OBJECTIVE. Gather every line of the records below that contains the string "plant". Case counts.

━━━━━ RECORDS FOR PROCESSING

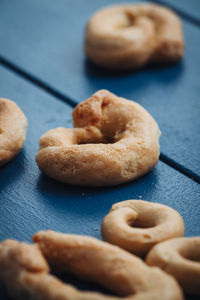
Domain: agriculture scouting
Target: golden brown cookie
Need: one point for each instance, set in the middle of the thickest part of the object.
(137, 225)
(180, 258)
(114, 141)
(13, 125)
(129, 36)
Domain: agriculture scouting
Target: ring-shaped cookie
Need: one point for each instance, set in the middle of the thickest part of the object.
(179, 257)
(24, 270)
(131, 35)
(13, 125)
(115, 141)
(137, 225)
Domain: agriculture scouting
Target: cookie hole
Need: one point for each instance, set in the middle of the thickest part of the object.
(141, 223)
(83, 285)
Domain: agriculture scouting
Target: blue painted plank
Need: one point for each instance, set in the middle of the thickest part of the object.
(46, 38)
(29, 201)
(191, 8)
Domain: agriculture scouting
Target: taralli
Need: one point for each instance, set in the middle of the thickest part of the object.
(137, 225)
(115, 141)
(108, 265)
(131, 35)
(179, 257)
(13, 125)
(24, 270)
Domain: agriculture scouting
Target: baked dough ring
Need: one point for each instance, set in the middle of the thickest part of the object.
(13, 125)
(131, 35)
(137, 225)
(179, 257)
(108, 265)
(25, 271)
(115, 141)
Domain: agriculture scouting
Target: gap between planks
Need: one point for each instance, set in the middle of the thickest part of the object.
(53, 92)
(180, 12)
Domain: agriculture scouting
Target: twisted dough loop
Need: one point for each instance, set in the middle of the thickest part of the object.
(115, 141)
(25, 271)
(13, 125)
(179, 257)
(137, 225)
(129, 36)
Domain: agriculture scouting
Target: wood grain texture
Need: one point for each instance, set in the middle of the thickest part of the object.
(191, 8)
(30, 201)
(48, 40)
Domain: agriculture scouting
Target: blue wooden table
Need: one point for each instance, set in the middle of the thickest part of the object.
(44, 70)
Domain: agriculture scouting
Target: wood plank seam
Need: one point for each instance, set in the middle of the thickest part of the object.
(179, 11)
(58, 95)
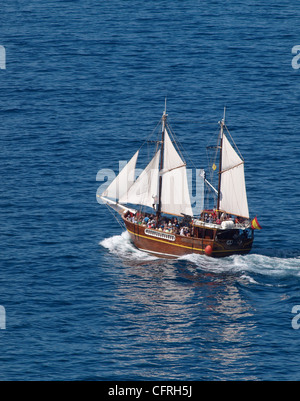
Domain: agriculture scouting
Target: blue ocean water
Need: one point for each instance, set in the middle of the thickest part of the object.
(85, 82)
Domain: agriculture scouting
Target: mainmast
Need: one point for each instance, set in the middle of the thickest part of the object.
(163, 126)
(222, 123)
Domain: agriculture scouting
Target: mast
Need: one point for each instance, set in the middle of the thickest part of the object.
(163, 124)
(222, 123)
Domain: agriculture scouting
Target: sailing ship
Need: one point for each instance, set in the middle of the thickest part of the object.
(156, 209)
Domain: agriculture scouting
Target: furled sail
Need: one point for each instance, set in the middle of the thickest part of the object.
(144, 190)
(175, 197)
(233, 197)
(123, 181)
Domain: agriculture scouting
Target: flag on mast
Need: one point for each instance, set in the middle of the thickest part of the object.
(255, 224)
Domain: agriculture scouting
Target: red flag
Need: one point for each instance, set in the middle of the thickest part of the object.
(255, 224)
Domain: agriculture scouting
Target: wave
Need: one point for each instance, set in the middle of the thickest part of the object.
(265, 264)
(121, 246)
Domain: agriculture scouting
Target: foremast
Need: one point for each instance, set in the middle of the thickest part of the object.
(222, 123)
(161, 162)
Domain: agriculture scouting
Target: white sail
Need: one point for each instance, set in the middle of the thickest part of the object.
(123, 181)
(233, 197)
(145, 188)
(175, 197)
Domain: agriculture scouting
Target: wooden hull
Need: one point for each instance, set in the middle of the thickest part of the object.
(173, 246)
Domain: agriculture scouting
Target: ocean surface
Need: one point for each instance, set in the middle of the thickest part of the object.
(85, 83)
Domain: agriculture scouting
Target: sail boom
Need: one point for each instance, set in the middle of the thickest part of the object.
(227, 169)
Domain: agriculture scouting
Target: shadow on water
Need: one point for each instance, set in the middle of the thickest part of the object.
(185, 311)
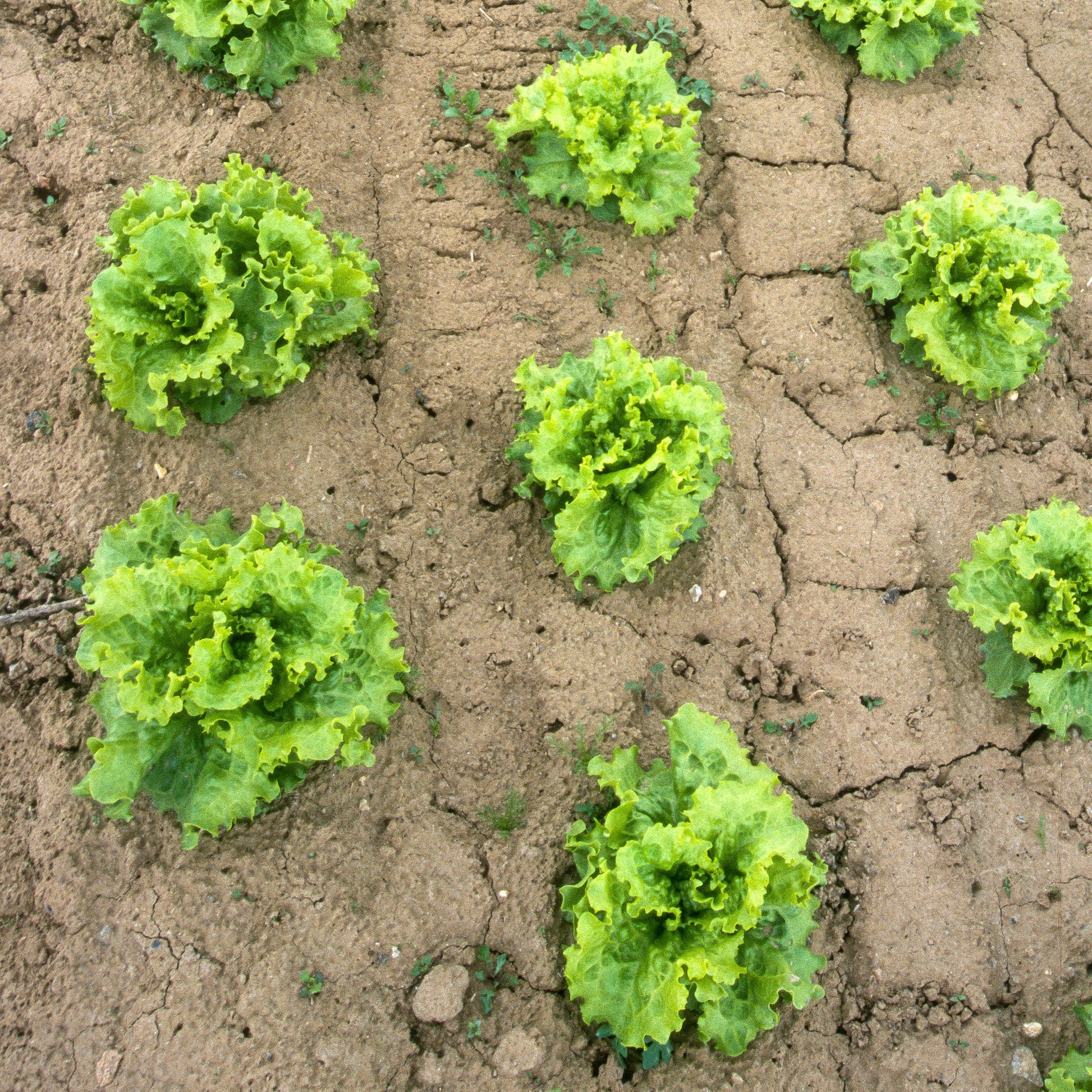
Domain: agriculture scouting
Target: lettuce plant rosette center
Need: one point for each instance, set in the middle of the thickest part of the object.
(611, 132)
(972, 279)
(894, 40)
(219, 296)
(1073, 1073)
(227, 666)
(622, 450)
(1028, 586)
(248, 45)
(695, 894)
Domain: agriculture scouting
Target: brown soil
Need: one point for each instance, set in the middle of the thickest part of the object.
(933, 809)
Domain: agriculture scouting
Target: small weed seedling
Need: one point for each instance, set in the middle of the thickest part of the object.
(969, 168)
(434, 176)
(509, 817)
(604, 300)
(465, 107)
(53, 565)
(554, 249)
(883, 379)
(310, 984)
(653, 272)
(490, 978)
(585, 749)
(367, 82)
(942, 417)
(778, 728)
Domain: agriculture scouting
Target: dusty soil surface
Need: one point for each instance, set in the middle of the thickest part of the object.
(961, 883)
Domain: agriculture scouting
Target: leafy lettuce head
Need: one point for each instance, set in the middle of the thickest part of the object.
(602, 138)
(227, 667)
(623, 451)
(219, 296)
(1029, 588)
(695, 892)
(248, 45)
(894, 39)
(1073, 1073)
(972, 278)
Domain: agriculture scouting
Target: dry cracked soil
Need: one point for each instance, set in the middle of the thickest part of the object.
(961, 885)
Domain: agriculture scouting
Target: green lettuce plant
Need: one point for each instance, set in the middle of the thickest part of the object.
(219, 296)
(972, 278)
(248, 45)
(1073, 1073)
(894, 39)
(695, 894)
(227, 667)
(1028, 586)
(623, 451)
(602, 138)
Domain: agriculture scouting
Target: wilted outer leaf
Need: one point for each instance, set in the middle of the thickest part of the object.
(215, 297)
(695, 890)
(972, 278)
(623, 451)
(227, 667)
(1029, 586)
(600, 137)
(894, 39)
(263, 44)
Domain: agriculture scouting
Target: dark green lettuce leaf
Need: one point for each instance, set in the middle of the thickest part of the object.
(227, 666)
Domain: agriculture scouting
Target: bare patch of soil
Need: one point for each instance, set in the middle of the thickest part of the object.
(961, 884)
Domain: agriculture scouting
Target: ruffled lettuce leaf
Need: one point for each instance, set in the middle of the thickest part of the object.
(623, 451)
(972, 279)
(228, 664)
(249, 45)
(694, 892)
(602, 139)
(894, 40)
(217, 297)
(1073, 1073)
(1028, 586)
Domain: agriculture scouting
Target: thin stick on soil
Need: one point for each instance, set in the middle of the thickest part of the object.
(43, 612)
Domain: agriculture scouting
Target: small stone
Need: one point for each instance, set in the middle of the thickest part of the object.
(518, 1052)
(439, 997)
(106, 1068)
(1024, 1062)
(255, 114)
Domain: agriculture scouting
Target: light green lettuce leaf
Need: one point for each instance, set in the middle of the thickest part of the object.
(894, 40)
(972, 278)
(623, 451)
(227, 667)
(1073, 1073)
(220, 296)
(1028, 586)
(600, 136)
(694, 892)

━━━━━━━━━━

COMPLETE RESPONSE.
Target: lettuce plant rosette center
Target: green lettuce plant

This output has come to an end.